Tasks to carry out>
A. In the passage on UK spending and labor demand, by how much did job adverts for "all industries" fall from Dec '22 to Jun '23?
B. Please resume the passage on UK spending and labor demand after its last sentence.

Passage shown>
[Start of Attachment]

Resisting headwinds. Spending is holding up, but for how long? The CHAPS card aggregate indicator as well as Revolut debit card spending showed increased activity in the latest week, rising by 1 ppt and 11 ppts respectively, and overall retail footfall at 102% of the previous week. Businesses are posting some good news too, with the share of UK firms reporting a decrease in turnover having come down notably for some sectors in May’23 vs Dec ‘22. However, labour demand is easing more notably. There was a reduction of 7% in job adverts for “all industries” in Jun ‘23 from Dec ’22. Bottom line, the economy still faces multiple headwinds from policy tightening and sticky inflation.

[End of Attachment]

Entries supplied>
[Start of Attachment]

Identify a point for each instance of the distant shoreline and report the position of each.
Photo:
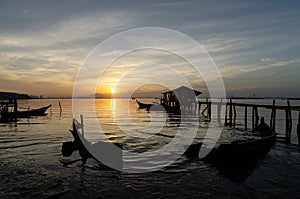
(11, 95)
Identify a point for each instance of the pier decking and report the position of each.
(231, 115)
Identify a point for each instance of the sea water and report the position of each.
(30, 154)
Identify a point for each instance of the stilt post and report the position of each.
(82, 125)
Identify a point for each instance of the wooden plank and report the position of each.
(246, 118)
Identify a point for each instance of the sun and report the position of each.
(113, 90)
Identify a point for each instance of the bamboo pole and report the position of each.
(209, 111)
(272, 115)
(298, 129)
(253, 118)
(234, 112)
(287, 123)
(246, 118)
(226, 110)
(219, 112)
(230, 113)
(82, 125)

[End of Attachment]

Written responses>
A. 7%

B.
Dampener. Ideally, pent-up demand built over the past few years and the greater accessibility of EVs should spur car sales. But the data indicates otherwise. Private new UK car registrations totalled 79.8k in June, up from 69.5k in June 2022. But registrations still lag 18.9% below the 2015-19 June average. What’s halting the brakes on sales? Still weak consumer confidence and the high cost of finance. The average interest rate on a £10k loan is set to speed past its December 2022 6.01% peak, to 6.75% over the next couple of months. Set to stay around 10-15% below the pre-Covid level over the next year, car sales are on a slow road to recovery. Yet another example of interest rates will dampen consumption appetite.

Epochal.  Nathanael Benjamin, Prudential Regulation Authority Executive Director, sees recent bank failures as symptoms of transition to a new macroeconomic environment. The epoch is set to be defined by higher interest rates, digitisation and climate change. All throw-up risks. Interest rates dominated 2023. What next? Maybe counterparty risks. These could emanate from stresses in private credit markets, volatility in sovereign issuance or equity derivatives. Or from the green transition, which threatens drastic, overnight shifts in demand and supply conditions – especially for commodities. Amidst all the rapid change, one age-old financial risk remains: the threat of banks losing confidence. Some things never change.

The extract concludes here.